• _Vorgegebener Text_:
In der anschließenden Tischrunde beschrieben die Unternehmensvertreterinnen und Vertreter ihr Engagement in Zentralasien und stellten Überlegungen zu neuen Projekten an. Welch hohe Bedeutung die Bundesregierung dem Treffen zumaß, verdeutlichten die Teilnahmen des Chefs des Bundeskanzleramts Wolfgang Schmidt sowie des Wirtschaftsstaatssekretärs Udo Philipp, die sich beide ebenfalls zu Wort meldeten und die strategische Bedeutung der Region hervorhoben.
Die fünf zentralasiatischen Länder bilden zusammengenommen einen Markt mit rund 80 Millionen Menschen, auf einer Fläche, die elfmal größer ist als die Bundesrepublik. „Die Länder Zentralasiens verfügen somit über riesige Flächen und immense Rohstoffvorkommen, die für die Erzeugung grüner Energie, die Veredelung von dringend benötigten Rohstoffen und die Produktion von hochwertigen Nahrungsmitteln noch stärker nutzbar gemacht werden können. Genau in diesen Technologiefeldern hat die deutsche Wirtschaft viel anzubieten“, so Claas-Mühlhäuser. Während die deutsche Wirtschaft zudem unter einem massiven Fachkräftemangel leide, suchten die zentralasiatischen Staaten gerade nach Ausbildungs- und Beschäftigungsmöglichkeiten für ihre geburtenstarken Jahrgänge. „Wir wollen hier mit besseren Deutschangeboten in den Ländern und Ausbildungsplätzen in Deutschland gemeinsame Lösungen suchen“, betonte die Ost-Ausschuss-Vorsitzende.

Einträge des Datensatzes
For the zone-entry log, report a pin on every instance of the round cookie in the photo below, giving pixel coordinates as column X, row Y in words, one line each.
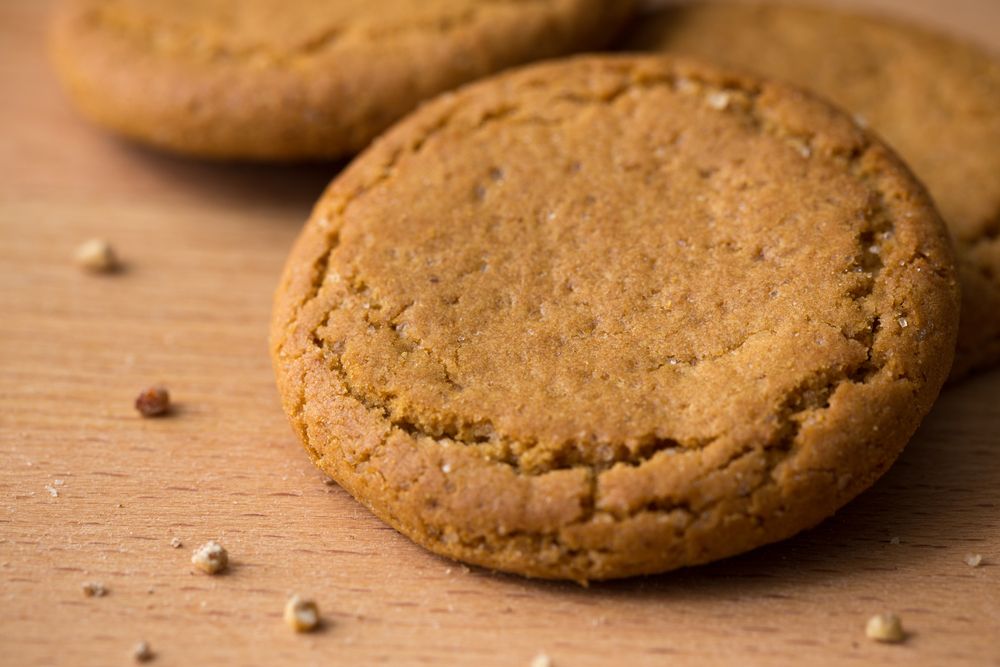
column 935, row 99
column 296, row 79
column 614, row 315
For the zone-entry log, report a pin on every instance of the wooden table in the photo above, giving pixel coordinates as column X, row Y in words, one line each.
column 89, row 491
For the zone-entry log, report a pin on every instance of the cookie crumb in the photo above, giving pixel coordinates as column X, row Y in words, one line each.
column 973, row 560
column 718, row 101
column 153, row 402
column 97, row 255
column 541, row 660
column 94, row 589
column 301, row 615
column 885, row 628
column 210, row 558
column 141, row 652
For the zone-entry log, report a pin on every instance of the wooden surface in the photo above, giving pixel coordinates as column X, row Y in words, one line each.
column 203, row 246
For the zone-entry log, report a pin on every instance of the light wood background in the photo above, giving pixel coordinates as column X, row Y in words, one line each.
column 203, row 246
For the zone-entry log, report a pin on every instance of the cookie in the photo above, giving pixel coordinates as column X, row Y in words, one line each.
column 296, row 79
column 935, row 100
column 614, row 315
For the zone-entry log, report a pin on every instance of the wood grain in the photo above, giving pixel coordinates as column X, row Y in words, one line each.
column 203, row 246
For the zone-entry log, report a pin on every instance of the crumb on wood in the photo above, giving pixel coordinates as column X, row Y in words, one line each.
column 94, row 589
column 210, row 558
column 301, row 615
column 541, row 660
column 97, row 255
column 885, row 627
column 142, row 652
column 153, row 402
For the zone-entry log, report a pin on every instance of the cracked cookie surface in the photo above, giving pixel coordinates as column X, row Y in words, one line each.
column 614, row 315
column 935, row 99
column 295, row 79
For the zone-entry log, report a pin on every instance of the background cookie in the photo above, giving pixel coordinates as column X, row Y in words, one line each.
column 289, row 79
column 934, row 99
column 653, row 314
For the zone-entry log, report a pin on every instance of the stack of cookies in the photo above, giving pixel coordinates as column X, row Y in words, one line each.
column 604, row 315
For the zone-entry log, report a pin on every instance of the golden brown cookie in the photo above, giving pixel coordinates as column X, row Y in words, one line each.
column 615, row 315
column 294, row 79
column 935, row 99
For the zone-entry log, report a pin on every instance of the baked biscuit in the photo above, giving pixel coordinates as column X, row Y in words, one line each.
column 935, row 99
column 295, row 79
column 615, row 315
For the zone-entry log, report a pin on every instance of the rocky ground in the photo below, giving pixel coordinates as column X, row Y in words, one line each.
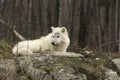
column 93, row 66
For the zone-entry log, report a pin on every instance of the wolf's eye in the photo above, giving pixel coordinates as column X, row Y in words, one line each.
column 58, row 36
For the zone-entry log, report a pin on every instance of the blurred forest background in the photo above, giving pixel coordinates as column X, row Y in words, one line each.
column 91, row 23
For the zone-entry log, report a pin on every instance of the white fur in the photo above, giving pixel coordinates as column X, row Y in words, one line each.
column 28, row 47
column 58, row 36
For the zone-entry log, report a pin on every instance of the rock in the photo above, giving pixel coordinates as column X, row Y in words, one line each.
column 35, row 74
column 111, row 75
column 7, row 69
column 37, row 67
column 66, row 73
column 115, row 65
column 22, row 78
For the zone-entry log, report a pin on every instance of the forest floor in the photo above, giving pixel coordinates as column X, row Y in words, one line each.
column 92, row 64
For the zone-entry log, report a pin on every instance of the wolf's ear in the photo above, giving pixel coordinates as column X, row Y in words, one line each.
column 63, row 29
column 52, row 28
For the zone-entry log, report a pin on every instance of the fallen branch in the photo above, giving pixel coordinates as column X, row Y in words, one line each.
column 18, row 35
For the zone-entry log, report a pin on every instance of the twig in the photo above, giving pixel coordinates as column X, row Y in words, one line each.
column 113, row 42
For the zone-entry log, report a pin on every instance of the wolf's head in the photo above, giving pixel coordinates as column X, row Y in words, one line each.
column 57, row 36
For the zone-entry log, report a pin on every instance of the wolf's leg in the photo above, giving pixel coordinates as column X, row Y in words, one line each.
column 24, row 51
column 67, row 54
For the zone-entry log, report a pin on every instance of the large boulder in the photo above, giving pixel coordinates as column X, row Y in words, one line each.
column 7, row 69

• _Aufgabenstellung_: Führen Sie den Text über die Zusammenarbeit mit Zentralasien im Anschluss an seinen letzten Satz weiter. Das Material stammt aus einer anderen Quelle.

• _Erwartete Lösung_:
Angesichts des tiefgreifenden geopolitischen Wandels in den internationalen Wirtschaftsbeziehungen und neuen Lieferkorridoren von China über Zentralasien und den Südkaukasus nach Südosteuropa, fordert der Ost-Ausschuss ein stärkeres europäisches Engagement in Zentralasien. „Wir brauchen diese Länder gerade jetzt wirtschaftlich und politisch als Partner, und sie brauchen uns“, sagt Claas-Mühlhäuser. So sei etwa Kasachstan in kürzester Zeit zum viertwichtigsten deutschen Rohöllieferanten aufgestiegen. Bei vielen Rohstoffen, die für die Energiewende in Europa dringend benötigt würden, könnte die Region eine herausragende Rolle übernehmen. Wichtig sei dazu, dass die Länder die regionale Zusammenarbeit vertieften und etwa in den Ausbau grenzüberschreitender Wertschöpfungs- und Logistikketten investierten, um ihre individuellen Stärken besser zu verbinden. Die EU müsse diese Entwicklung ihrerseits mit Handelsabkommen und strategischer Rahmensetzung entschlossener und vor allem schneller unterstützen und in den Ausbau des Mittleren Korridors über das Kaspische Meer Richtung Südosteuropa investieren. „Die EU hat mit dem Programm Global Gateway ein großes Versprechen abgegeben, das jetzt dringend umgesetzt werden muss. Logistik spielt eine große Rolle dabei,“ sagte die Ost-Ausschuss-Vorsitzende. Es sei für die EU wichtig, die Region auch länderübergreifend als Ganzes zu betrachten. Eine vertiefte regionale Zusammenarbeit sei von zentraler Bedeutung, und hier gebe es bereits sehr positive Bestrebungen der fünf Länder.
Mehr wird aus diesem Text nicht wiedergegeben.